#### [What is expected]
Rewrite the passage on R Markdown reports with AWS Lambda between "This is all" and "runtime for Lambda.", inclusive, changing "package" to "library".

··· Passage for review ···

Serverless, On-Demand, Parametrised R Markdown Reports with AWS Lambda

Serverless, On-Demand, Parametrised R Markdown Reports with AWS Lambda

I have a URL with a colour parameter, like “”. When I go to this URL in my browser, an AWS Lambda instance takes that parameter and passes it to rmarkdown::render, which knits a customised R Markdown report. My Lambda returns the knitted report as HTML, which my browser displays. If I change the parameter to “colour=G”, I get a different report, knitted on-demand.

This is all serverless, so I only pay each time a report is requested (around $0.00014 per report). And it’s possible because of my recently published lambdr package.

I’ll go through the components in detail, but the runtime.R, Dockerfile, and R Markdown template are available on GitHub.

An R runtime for AWS Lambda with lambdr

An R runtime for AWS Lambda lets me put my R functions on the cloud without having to think about setting up a server to host them. My new package, lambdr, can be used to containerise functions with an R runtime for Lambda.

··· Information supplied ···

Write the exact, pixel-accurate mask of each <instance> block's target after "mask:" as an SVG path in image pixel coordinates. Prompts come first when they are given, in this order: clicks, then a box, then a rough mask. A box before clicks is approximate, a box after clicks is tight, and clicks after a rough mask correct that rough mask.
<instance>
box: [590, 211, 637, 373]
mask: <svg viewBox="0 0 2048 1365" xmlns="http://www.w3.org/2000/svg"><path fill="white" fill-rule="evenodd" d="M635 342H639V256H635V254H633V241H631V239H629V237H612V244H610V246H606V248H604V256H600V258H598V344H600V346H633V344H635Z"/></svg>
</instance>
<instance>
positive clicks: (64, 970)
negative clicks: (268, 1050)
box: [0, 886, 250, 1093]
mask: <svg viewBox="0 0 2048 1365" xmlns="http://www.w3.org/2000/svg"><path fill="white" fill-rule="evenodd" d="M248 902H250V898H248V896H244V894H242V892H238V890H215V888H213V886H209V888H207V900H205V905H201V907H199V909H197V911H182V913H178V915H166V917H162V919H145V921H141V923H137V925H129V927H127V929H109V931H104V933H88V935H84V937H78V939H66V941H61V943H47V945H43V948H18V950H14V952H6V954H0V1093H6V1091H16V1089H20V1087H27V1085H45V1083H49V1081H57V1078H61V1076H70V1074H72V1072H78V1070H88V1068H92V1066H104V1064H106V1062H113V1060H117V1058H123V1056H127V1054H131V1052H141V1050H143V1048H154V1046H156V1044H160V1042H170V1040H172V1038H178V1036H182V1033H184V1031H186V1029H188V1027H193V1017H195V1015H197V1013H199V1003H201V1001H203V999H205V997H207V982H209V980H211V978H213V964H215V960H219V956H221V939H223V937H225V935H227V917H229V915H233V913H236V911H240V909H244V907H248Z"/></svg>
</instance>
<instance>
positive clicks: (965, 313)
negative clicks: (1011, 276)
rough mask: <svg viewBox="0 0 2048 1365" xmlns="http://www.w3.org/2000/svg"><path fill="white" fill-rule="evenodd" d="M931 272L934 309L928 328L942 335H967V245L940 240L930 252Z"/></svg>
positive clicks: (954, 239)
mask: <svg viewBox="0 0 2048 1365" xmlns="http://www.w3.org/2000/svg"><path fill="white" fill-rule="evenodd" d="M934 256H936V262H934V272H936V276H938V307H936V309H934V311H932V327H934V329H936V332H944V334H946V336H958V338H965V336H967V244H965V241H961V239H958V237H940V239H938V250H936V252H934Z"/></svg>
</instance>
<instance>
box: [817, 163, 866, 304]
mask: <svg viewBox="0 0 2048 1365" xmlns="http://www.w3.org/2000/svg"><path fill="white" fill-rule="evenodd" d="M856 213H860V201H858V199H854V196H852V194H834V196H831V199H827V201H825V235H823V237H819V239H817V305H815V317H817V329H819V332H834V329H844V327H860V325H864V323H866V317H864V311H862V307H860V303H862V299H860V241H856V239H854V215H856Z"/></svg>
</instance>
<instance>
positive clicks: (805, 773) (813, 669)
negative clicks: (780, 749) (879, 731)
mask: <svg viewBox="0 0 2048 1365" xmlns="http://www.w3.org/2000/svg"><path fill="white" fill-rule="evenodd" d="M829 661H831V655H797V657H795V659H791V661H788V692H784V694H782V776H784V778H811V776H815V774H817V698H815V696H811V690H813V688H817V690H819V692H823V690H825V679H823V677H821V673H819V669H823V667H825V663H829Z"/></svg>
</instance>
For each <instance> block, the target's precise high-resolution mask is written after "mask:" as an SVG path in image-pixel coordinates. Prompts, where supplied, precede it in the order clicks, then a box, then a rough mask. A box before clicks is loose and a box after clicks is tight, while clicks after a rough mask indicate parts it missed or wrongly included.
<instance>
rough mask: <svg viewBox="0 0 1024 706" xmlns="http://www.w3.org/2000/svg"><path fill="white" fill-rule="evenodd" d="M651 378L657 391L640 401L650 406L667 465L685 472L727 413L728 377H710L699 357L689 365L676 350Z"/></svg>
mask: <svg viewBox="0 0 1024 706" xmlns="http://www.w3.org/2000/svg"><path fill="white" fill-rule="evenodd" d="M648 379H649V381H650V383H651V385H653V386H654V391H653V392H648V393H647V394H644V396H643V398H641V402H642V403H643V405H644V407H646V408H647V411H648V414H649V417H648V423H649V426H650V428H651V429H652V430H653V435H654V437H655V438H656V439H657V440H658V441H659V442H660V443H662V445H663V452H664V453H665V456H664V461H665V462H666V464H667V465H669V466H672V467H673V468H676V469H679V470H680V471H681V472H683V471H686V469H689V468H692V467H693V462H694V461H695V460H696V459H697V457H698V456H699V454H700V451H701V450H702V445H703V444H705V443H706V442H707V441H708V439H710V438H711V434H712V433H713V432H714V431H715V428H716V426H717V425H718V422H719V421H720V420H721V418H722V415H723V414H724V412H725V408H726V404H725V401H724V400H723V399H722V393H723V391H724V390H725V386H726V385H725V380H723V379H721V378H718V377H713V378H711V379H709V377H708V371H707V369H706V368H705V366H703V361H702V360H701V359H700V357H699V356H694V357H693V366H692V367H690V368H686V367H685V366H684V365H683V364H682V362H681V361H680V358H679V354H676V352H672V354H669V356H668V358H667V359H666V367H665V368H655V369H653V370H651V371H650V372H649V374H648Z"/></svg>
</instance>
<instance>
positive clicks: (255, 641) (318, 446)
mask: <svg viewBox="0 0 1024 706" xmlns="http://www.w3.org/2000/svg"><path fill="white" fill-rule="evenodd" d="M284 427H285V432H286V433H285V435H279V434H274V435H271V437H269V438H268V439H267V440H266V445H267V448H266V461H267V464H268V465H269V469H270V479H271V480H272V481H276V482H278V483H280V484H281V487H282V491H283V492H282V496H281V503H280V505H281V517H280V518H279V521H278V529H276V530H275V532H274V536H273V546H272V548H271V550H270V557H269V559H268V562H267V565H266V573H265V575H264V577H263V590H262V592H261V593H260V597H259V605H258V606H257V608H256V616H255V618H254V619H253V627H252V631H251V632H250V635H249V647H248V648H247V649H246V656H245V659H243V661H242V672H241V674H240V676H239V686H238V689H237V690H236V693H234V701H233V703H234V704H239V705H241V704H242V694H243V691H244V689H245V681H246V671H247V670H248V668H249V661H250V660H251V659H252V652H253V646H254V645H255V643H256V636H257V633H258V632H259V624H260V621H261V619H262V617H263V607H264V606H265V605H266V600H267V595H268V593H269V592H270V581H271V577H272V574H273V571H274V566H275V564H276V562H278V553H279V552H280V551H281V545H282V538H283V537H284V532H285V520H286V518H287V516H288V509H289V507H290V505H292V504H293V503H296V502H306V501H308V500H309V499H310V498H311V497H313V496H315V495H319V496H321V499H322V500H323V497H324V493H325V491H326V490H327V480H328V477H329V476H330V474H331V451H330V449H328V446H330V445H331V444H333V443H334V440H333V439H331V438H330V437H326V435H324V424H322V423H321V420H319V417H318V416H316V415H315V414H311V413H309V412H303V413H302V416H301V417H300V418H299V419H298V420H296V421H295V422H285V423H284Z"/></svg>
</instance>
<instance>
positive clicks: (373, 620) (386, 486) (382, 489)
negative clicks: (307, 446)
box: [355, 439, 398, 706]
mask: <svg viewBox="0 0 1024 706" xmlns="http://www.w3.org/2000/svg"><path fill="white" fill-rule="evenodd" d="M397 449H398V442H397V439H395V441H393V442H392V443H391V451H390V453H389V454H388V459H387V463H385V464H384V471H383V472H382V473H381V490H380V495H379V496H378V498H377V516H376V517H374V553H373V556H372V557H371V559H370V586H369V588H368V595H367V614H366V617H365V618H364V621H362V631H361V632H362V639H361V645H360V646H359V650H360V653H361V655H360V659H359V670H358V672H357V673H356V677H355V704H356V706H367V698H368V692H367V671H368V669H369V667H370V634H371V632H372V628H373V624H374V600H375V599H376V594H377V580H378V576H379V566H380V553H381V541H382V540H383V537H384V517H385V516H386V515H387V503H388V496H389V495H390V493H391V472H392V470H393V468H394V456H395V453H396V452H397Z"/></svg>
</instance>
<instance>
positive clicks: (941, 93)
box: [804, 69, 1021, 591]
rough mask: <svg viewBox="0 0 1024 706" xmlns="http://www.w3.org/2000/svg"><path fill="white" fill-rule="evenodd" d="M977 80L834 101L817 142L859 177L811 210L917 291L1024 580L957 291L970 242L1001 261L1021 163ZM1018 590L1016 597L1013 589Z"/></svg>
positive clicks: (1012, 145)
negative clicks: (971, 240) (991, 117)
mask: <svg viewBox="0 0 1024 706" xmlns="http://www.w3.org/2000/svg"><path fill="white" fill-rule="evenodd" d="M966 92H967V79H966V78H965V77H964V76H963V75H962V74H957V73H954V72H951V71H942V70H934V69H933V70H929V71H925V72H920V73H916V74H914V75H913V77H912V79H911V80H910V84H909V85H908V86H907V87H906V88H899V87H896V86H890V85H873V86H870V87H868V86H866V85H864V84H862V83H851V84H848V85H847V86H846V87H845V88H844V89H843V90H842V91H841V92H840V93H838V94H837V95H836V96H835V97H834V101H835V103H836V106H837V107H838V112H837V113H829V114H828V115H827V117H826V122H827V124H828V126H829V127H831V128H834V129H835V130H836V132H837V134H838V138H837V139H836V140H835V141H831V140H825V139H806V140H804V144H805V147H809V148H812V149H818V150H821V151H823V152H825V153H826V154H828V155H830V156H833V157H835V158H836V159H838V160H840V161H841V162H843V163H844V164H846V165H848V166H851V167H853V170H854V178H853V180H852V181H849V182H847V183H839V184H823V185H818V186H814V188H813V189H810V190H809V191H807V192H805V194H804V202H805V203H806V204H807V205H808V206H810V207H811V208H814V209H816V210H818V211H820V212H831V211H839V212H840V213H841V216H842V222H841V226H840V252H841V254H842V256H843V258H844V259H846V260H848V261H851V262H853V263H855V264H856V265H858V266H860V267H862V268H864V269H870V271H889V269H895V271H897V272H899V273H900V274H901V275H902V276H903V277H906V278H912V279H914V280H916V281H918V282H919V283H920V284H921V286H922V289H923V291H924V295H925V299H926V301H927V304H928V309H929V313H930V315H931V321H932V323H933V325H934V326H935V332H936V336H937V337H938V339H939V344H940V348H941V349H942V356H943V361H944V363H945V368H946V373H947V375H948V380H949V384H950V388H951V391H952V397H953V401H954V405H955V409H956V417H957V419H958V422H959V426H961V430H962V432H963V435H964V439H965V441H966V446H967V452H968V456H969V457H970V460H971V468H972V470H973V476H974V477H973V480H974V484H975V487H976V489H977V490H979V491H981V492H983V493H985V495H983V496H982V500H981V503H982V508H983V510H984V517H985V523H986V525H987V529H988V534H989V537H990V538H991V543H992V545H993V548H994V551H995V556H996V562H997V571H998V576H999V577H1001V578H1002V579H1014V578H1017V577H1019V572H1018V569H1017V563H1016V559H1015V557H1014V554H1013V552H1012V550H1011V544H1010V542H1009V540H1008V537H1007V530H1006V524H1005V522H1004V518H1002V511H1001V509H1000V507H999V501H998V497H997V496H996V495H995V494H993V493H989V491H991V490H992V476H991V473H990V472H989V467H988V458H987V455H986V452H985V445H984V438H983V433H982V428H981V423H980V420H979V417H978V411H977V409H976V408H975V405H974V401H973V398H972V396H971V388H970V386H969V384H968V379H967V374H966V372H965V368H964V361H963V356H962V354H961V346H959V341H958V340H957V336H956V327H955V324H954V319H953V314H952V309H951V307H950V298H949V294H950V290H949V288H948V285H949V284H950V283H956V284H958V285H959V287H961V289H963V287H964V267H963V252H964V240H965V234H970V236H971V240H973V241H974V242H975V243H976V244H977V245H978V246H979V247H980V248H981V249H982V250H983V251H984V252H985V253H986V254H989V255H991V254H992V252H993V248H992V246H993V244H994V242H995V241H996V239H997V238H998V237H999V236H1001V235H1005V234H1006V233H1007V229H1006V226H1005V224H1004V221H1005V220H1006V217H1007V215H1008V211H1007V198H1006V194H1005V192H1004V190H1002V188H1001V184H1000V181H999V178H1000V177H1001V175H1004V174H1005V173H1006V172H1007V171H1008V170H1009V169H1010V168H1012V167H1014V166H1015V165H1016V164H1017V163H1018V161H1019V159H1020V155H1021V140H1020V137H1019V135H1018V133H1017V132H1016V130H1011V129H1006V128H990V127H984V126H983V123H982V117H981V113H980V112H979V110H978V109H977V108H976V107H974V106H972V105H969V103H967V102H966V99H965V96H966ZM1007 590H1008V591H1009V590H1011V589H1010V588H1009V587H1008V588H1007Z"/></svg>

···

#### [Task solution]
This is all serverless, so I only pay each time a report is requested (around $0.00014 per report). And it’s possible because of my recently published lambdr library.

I’ll go through the components in detail, but the runtime.R, Dockerfile, and R Markdown template are available on GitHub.

An R runtime for AWS Lambda with lambdr

An R runtime for AWS Lambda lets me put my R functions on the cloud without having to think about setting up a server to host them. My new library, lambdr, can be used to containerise functions with an R runtime for Lambda.